Exercise prompt: Convert the material from the line containing "drop a point: the damaged building" through its final line, both included, into a JSON list of strings, one string per line, skipping any blank lines.

--- Begin Dataset records ---

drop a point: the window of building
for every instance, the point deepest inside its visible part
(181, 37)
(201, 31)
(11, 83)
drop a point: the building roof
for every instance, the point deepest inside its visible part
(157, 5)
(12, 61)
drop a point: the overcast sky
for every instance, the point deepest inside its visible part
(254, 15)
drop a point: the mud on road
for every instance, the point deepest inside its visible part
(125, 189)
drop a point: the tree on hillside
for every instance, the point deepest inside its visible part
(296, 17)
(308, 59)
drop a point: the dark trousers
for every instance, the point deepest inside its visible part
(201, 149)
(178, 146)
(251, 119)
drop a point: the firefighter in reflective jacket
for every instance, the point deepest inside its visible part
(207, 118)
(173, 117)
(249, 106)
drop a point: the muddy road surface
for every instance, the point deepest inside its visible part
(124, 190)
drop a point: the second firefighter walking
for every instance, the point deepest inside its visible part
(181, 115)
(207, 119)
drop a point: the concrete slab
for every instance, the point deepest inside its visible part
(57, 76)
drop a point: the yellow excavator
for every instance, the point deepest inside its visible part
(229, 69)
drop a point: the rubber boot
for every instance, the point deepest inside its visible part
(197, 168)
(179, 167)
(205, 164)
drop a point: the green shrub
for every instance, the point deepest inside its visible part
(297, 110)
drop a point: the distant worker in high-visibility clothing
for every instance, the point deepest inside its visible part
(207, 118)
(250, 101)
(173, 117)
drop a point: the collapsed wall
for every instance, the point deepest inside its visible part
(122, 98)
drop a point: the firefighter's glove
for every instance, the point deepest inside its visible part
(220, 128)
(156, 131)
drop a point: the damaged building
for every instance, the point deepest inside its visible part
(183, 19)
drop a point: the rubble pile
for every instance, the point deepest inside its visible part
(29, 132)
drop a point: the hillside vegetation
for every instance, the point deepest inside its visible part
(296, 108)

--- End Dataset records ---

Result of the exercise:
[
  "drop a point: the damaged building",
  "for every instance, the point deepest inside its visible part",
  "(183, 19)",
  "drop a point: the rubble pile",
  "for every instance, the point deepest inside its visible part",
  "(29, 132)",
  "drop a point: the hillside vegetation",
  "for every instance, the point deepest inside its visible part",
  "(296, 108)"
]